▶ [Exercise input]:
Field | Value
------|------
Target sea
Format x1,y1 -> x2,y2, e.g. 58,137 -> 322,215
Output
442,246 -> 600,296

▶ [Description of the task]: Render the lines above as a JSON list of strings, one string per line, leaving out any blank lines.

▶ [Output for this exercise]:
[
  "Field | Value",
  "------|------",
  "Target sea",
  "Format x1,y1 -> x2,y2, e.g. 58,137 -> 322,215",
  "Output",
  "442,246 -> 600,296"
]